Retrieve every line from the records in which the word "blue" occurs.

_DATA FOR THIS TASK_
[Start of Attachment]
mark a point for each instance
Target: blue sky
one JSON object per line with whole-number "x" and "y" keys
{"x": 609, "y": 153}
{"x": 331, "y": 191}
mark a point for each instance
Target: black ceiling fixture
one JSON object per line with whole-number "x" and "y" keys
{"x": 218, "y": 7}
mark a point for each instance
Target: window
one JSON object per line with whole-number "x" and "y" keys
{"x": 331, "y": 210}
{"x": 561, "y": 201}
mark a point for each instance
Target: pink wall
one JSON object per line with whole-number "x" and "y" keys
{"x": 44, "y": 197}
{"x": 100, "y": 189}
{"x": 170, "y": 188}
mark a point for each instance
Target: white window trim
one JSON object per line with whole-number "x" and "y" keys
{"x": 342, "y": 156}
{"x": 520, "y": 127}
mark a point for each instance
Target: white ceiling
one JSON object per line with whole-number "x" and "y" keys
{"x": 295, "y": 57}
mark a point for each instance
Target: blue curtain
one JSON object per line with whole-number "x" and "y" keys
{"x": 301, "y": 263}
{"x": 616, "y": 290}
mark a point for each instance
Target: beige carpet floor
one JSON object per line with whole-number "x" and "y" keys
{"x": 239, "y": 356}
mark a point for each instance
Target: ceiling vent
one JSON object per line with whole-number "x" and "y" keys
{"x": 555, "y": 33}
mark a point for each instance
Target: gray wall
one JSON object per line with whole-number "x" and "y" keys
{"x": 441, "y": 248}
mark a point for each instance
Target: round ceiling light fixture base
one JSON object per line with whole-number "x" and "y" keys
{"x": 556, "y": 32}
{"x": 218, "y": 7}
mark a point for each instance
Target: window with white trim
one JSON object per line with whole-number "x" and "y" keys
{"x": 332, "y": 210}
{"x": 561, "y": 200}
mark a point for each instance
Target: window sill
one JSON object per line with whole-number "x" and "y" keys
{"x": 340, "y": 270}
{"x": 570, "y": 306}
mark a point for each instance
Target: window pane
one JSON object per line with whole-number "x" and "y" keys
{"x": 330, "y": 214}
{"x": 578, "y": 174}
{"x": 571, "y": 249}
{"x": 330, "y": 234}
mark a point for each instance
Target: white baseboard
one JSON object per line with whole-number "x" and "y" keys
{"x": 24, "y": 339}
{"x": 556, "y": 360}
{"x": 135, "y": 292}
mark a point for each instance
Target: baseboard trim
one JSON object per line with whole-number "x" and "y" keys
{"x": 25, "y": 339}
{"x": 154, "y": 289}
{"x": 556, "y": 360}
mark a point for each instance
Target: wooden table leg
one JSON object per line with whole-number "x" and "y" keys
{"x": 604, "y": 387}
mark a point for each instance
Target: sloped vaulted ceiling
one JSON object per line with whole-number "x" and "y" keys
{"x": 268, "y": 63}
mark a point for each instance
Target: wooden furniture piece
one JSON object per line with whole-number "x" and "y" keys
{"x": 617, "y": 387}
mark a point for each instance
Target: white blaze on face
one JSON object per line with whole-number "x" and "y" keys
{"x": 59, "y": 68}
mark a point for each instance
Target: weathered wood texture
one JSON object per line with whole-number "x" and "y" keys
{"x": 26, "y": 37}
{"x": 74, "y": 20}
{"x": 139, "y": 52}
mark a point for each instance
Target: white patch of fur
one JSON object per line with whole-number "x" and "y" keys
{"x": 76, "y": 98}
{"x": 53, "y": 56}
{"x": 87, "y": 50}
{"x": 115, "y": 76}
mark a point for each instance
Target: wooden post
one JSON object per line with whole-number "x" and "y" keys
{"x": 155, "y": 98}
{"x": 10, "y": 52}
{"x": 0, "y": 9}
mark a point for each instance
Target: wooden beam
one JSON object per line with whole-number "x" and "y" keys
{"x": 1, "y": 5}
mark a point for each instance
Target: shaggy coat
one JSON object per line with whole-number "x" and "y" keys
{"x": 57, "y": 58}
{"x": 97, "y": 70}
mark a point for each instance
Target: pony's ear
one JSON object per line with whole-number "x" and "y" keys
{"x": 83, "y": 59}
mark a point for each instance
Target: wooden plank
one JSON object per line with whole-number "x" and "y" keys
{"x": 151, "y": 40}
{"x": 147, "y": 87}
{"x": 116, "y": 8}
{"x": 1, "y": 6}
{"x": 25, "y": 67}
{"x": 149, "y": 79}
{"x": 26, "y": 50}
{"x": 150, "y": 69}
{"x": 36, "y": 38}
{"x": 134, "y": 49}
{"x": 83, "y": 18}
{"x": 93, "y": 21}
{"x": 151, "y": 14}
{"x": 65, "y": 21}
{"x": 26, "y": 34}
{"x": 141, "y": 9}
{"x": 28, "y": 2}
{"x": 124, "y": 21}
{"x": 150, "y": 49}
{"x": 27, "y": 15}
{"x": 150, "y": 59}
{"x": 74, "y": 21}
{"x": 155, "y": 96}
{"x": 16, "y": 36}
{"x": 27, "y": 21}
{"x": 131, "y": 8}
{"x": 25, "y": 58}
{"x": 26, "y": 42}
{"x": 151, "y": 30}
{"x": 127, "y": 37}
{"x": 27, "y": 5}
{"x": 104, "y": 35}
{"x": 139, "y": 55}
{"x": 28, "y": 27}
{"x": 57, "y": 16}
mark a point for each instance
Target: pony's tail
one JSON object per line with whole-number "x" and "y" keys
[End of Attachment]
_EXERCISE SOLUTION_
Target: blue sky
Target: blue curtain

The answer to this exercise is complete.